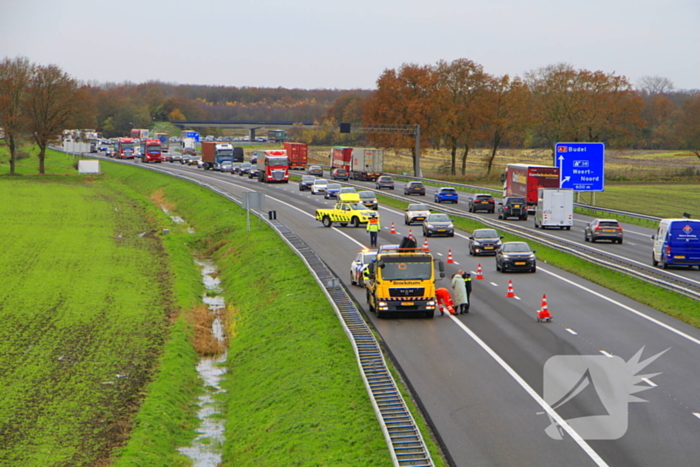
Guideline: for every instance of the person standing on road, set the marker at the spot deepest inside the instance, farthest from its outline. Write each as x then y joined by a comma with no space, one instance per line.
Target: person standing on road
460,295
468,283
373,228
---------------
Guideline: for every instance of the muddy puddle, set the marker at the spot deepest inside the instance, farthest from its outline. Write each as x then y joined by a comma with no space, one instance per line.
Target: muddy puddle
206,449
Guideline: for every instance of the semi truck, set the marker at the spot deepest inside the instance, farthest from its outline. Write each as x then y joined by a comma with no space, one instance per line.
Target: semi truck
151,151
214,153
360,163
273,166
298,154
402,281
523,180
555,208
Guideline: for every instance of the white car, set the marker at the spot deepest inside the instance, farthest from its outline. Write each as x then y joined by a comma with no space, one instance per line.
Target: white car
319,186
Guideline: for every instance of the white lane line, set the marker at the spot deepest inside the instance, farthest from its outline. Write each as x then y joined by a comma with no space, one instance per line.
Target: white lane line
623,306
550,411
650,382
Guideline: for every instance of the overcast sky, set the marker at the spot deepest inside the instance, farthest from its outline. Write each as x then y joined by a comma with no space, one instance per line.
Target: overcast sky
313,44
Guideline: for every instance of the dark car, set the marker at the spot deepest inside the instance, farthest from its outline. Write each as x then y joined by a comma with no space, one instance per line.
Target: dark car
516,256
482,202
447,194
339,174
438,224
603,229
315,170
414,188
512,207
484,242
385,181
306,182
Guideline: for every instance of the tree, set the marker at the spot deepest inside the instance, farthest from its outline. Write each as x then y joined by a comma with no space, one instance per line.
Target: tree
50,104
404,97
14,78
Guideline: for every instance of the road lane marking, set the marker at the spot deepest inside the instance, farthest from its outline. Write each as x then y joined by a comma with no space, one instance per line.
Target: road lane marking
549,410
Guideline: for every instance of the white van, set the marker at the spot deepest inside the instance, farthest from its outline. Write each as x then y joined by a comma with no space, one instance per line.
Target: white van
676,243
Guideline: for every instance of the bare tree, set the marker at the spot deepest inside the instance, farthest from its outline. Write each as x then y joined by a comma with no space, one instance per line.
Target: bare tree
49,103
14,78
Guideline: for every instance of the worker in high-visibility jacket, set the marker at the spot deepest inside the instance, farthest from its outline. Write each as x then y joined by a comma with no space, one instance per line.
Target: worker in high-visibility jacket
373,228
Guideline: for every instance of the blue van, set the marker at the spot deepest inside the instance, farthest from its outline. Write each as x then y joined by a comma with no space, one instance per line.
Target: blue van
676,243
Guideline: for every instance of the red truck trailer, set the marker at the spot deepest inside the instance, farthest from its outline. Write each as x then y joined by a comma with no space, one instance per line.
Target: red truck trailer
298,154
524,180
---------------
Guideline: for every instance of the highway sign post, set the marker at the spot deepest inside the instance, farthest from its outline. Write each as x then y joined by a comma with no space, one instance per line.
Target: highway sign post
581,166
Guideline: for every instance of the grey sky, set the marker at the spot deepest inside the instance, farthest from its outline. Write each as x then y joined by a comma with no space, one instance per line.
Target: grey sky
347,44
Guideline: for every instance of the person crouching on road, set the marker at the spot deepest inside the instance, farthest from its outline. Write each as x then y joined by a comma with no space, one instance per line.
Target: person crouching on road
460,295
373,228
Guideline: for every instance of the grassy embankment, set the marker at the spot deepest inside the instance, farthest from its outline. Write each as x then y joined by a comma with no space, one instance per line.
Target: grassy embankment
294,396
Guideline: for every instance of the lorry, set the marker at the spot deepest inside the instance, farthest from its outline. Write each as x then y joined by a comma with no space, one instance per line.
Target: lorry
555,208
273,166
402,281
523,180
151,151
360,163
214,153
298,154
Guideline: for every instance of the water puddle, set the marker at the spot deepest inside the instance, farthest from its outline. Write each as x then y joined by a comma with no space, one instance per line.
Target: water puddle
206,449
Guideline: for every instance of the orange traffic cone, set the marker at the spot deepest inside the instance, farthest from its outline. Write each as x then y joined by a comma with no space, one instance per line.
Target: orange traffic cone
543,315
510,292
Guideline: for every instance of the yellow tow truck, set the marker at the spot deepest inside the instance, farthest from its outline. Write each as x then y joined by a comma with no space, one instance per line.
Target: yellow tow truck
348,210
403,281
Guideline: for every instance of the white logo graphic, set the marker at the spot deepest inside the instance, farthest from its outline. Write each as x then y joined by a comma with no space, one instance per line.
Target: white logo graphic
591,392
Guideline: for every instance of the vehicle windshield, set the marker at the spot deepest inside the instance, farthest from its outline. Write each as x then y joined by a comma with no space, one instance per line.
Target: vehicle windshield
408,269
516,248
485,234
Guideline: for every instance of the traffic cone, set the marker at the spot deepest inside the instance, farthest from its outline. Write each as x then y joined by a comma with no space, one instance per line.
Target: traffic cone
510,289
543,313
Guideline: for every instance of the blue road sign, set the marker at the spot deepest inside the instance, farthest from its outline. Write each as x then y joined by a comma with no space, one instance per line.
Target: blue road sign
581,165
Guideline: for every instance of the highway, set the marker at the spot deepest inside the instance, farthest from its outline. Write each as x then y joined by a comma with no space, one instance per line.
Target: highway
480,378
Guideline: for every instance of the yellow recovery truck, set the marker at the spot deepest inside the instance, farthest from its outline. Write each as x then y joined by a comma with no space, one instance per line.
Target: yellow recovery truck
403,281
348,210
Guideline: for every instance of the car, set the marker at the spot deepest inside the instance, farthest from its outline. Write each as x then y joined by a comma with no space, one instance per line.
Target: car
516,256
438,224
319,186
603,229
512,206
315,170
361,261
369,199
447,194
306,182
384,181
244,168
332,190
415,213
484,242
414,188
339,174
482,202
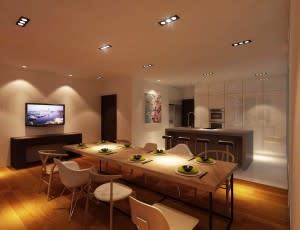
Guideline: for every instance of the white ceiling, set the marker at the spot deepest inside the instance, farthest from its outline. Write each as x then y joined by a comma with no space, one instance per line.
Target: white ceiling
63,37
---------------
■ YOUR ASSIGNMENT
Take the entries above and return only the lines from the one with "Guideline: for every instance of the orange" to the one with "Guideline: for every instance of the traffic", both included, unchanged.

■ RESPONSE TO THIS EXERCISE
Guideline: for every instance of the orange traffic cone, set the marker at the spot deepest inside the instance, farthest from its outline. Write each as x then y joined by a comma with no space, one instance per line.
Target: orange traffic cone
543,315
510,292
Guideline: for every instance of the yellow tow truck, set the marker at the spot deepest inside the instance, farthest from its outline. Write each as x then y joined by a comma with no space, one instance per line.
Target: yellow tow truck
348,210
403,281
Guideline: for every instance of the white logo graphic, set the marker at the spot deepest inside the instance, farthest from its outline. Write each as x then y joined by a comma with no space, one instance per line.
Target: white logo graphic
591,392
Guideline: for every instance of the vehicle windshield, set the marker at the spot deepest inside the instance, farthest from its outline. Write each as x then y joined by a comma with no space, one instance per line.
Target: vehicle windshield
408,269
516,248
485,234
Guideline: for every instance of the traffic cone, set the marker at the spot deepest inside the instance, farthest from its outline. Write each as x then y joined by a comma with no space, one instance per line.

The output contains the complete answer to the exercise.